[start]

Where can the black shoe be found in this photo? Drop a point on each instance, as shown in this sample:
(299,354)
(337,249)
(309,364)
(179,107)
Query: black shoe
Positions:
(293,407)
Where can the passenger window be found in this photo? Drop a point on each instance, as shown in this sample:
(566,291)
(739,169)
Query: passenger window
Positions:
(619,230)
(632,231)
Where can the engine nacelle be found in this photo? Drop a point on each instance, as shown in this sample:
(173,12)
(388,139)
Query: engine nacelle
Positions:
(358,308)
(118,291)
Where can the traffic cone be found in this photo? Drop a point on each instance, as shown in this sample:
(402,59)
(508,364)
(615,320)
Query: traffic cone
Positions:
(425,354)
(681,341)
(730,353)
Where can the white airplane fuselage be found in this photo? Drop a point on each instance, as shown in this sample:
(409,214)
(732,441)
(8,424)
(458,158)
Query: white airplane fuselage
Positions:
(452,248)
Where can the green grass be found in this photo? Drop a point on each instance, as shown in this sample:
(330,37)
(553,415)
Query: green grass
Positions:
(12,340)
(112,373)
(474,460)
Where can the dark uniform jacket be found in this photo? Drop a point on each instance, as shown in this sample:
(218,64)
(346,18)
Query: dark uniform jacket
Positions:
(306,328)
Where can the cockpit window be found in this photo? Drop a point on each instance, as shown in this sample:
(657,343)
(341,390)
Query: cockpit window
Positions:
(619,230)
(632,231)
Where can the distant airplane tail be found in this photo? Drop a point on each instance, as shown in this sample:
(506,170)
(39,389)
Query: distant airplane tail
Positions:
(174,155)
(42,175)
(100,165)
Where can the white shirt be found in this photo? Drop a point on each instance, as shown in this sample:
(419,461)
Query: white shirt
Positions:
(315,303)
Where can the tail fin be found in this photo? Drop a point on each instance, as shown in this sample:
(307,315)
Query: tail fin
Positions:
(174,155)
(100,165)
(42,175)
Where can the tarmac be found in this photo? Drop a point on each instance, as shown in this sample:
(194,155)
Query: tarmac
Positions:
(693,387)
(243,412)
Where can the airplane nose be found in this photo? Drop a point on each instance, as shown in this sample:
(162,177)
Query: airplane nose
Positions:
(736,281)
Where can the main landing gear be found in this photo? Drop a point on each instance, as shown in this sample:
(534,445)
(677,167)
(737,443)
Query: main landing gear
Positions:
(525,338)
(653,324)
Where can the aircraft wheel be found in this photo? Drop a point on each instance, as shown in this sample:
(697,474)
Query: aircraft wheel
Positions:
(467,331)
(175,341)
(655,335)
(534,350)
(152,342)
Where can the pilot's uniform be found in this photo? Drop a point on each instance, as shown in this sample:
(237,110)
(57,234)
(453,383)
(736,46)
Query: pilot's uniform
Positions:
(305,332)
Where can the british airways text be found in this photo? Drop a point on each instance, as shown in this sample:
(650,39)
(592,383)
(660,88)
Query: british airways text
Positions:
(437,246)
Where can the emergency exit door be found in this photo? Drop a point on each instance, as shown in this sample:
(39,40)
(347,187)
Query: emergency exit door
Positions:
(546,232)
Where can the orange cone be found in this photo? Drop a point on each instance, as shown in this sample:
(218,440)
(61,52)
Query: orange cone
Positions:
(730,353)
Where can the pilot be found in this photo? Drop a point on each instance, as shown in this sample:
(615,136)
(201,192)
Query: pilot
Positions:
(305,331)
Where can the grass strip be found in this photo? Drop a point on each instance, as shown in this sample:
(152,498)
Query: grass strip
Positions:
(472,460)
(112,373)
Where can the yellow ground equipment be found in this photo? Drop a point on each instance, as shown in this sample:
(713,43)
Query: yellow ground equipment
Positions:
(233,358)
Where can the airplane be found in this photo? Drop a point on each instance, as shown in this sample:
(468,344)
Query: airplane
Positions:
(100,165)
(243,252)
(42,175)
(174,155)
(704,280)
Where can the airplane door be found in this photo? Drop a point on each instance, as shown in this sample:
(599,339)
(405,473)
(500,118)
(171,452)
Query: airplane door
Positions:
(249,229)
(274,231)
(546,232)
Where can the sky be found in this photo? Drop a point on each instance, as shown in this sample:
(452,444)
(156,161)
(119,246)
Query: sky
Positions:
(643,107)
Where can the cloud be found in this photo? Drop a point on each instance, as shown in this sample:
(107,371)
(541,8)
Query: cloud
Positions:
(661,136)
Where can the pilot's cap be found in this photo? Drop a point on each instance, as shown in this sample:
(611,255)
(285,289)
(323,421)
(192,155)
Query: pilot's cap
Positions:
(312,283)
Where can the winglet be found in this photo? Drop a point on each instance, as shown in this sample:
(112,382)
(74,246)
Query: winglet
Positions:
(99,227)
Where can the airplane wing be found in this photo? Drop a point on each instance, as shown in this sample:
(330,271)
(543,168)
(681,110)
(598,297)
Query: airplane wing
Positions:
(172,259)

[end]
[start]

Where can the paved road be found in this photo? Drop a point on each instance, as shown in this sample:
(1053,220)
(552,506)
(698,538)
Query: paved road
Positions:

[end]

▶ [WHAT YOU SHOULD DO] Pick out every row that contains the word "cone", matching case exactly, and copy each one in full.

▶ [COMPLETE OUTPUT]
Where can the traffic cone be found in this photo? Drop a point on each instance, as shown in this sample:
Query: traffic cone
Where can the orange cone be found in this photo? Drop a point on each instance, as shown in this sample:
Query: orange cone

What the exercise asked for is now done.